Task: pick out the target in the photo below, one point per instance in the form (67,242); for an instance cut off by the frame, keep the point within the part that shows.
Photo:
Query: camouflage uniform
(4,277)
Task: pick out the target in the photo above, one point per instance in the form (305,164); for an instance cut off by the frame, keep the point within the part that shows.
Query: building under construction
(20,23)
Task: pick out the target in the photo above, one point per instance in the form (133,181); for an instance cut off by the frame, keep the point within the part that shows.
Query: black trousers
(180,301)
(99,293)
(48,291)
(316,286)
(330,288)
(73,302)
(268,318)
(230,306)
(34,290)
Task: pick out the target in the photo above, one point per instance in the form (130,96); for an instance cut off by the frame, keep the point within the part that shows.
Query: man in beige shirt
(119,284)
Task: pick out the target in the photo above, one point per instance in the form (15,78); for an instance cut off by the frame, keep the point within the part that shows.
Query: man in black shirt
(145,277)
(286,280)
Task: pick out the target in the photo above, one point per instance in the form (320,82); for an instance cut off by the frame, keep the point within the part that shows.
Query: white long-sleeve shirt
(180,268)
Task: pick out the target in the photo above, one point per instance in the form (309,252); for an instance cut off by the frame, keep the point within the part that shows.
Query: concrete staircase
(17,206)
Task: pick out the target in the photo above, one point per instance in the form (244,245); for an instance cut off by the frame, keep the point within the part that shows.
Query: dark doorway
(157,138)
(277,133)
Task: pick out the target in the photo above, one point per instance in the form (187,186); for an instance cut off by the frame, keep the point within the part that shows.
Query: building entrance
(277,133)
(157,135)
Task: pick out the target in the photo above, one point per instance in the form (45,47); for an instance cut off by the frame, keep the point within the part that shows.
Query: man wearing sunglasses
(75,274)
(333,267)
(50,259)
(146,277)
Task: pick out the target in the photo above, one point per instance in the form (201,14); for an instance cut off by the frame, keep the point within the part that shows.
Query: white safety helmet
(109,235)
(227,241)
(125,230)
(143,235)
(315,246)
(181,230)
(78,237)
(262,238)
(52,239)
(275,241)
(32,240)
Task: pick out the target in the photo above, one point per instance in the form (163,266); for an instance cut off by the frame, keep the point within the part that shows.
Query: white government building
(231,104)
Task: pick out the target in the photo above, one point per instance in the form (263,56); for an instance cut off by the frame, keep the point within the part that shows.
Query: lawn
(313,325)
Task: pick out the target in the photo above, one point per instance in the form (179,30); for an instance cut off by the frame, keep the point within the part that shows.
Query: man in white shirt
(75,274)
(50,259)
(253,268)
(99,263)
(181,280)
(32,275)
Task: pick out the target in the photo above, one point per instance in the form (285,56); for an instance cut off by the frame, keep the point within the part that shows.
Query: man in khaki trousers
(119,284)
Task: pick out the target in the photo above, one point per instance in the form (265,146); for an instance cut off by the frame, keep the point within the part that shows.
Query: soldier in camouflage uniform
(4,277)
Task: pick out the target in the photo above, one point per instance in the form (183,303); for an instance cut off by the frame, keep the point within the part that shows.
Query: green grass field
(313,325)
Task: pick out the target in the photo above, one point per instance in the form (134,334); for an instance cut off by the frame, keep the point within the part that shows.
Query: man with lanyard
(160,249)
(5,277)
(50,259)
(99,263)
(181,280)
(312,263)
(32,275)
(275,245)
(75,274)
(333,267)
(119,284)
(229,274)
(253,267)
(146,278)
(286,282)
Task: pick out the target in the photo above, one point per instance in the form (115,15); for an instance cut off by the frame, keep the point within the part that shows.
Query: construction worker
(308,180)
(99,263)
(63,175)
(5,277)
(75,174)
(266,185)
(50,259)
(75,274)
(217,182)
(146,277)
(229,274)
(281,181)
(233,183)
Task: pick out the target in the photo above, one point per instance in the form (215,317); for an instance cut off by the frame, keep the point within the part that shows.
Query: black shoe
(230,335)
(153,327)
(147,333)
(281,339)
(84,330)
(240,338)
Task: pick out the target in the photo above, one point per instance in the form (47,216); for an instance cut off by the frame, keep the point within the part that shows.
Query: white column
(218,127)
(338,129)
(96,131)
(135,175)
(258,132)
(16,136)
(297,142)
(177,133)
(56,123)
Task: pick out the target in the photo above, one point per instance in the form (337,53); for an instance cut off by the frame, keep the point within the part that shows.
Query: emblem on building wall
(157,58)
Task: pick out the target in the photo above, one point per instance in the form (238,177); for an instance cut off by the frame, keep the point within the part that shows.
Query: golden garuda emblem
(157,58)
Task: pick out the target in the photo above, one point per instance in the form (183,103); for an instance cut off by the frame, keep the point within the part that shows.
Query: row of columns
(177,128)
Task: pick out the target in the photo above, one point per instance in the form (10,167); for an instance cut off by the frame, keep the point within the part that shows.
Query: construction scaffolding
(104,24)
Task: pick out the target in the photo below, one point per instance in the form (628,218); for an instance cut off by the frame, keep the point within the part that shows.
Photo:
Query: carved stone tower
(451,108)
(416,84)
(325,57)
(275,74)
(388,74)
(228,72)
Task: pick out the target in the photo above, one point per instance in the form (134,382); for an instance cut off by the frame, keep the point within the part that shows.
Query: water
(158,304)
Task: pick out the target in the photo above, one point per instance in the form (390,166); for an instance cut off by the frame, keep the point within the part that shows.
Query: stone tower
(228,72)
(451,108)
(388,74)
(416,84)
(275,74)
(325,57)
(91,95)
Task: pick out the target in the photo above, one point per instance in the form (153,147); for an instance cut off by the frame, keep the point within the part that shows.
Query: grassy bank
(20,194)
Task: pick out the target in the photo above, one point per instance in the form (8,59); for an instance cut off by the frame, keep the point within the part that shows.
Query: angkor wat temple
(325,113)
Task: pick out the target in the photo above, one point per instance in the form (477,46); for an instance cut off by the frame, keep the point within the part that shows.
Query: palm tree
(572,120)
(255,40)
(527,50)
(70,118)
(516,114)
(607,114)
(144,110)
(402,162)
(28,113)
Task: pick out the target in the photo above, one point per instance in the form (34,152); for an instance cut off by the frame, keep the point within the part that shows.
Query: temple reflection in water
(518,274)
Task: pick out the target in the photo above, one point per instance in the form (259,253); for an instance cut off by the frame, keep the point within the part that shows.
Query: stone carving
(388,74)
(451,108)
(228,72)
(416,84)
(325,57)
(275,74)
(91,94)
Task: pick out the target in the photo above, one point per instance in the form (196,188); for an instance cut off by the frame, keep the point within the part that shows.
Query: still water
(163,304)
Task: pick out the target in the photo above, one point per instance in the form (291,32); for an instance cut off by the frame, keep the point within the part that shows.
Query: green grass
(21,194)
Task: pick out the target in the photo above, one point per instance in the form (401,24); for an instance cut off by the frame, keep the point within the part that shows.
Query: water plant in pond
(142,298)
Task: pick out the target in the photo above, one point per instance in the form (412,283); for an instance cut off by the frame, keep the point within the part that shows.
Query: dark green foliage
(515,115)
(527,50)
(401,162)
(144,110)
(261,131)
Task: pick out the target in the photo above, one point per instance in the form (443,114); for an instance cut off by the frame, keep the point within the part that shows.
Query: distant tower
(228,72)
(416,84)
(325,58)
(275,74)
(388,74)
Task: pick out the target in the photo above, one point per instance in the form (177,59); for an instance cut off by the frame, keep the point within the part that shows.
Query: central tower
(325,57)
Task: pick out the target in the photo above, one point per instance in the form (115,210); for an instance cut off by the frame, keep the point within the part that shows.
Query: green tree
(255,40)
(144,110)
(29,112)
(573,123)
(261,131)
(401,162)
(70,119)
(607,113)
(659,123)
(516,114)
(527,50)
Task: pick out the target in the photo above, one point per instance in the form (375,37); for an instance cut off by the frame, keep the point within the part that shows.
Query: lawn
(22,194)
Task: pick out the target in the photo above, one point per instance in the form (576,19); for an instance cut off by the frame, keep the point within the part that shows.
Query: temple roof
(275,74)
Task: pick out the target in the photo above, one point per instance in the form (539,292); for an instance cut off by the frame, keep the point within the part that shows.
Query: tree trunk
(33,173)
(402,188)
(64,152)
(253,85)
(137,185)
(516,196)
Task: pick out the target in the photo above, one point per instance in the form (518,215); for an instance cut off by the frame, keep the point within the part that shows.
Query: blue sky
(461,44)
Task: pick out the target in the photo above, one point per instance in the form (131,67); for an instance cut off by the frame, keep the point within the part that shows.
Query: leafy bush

● WHAT THE EXERCISE ASKS
Please quote exactly the lines from the one containing "the form (576,19);" through the last line of the records above, both included, and nothing else.

● RESPONSE TO THE EXERCISE
Task: pick out the target in the photo above, one point per instance in the form (576,19); for an instance cut off by the frame, keep the point within the part that shows.
Query: temple roof
(275,74)
Task: pick out the target in the photo above, one point per instance in the form (539,292); for an instance cut off by the frame, keep the point within the part that shows.
Query: tree trunk
(33,173)
(402,188)
(64,152)
(253,85)
(137,185)
(516,196)
Task: pick out the target in the photo above, one point per instance in the form (518,215); for an instance cut off by the frame, keep the point within the part that shows.
Query: blue sky
(461,44)
Task: pick out the target in the photo above, one point per instance in the form (131,67); for an instance cut off by the frame, keep the point within the part that shows.
Query: leafy bush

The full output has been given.